Final corpus is written to data/processed/tamil_corpus.txt.

2) Training

train.py reads data/processed/tamil_corpus.txt
Trains RegexTokenizer with vocab_size=1000
Writes artifacts to models/regex.model and models/regex.vocab

3) Inference and Visualization

server.py loads models/regex.model and exposes POST /encode
app.py loads the same model and renders tokenized text in color via Gradio

Requirements

Python 3.10+ recommended
uv (recommended package manager), or pip
Docker (optional, for containerized API)

Note: pyproject.toml currently specifies >=3.14, but most tooling and dependencies are compatible with mainstream Python 3.10+ environments.

Quick Start (Local)

Option A: Using uv (recommended)

Given request 1
Answer these questions using the tokenizer setup text above:
(a) What vocab_size is used to train RegexTokenizer?
(b) Which endpoint does server.py expose?
(c) What Python version does pyproject.toml currently specify?
Given request 2
Repeat the portion of the tokenizer setup text between "Requirements" and "Quick Start (Local)", inclusive.

Provided material
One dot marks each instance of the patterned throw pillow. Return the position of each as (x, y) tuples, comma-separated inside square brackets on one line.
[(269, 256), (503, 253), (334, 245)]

Solution 1
(a) vocab_size=1000
(b) POST /encode
(c) >=3.14

Solution 2
Requirements

Python 3.10+ recommended
uv (recommended package manager), or pip
Docker (optional, for containerized API)

Note: pyproject.toml currently specifies >=3.14, but most tooling and dependencies are compatible with mainstream Python 3.10+ environments.

Quick Start (Local)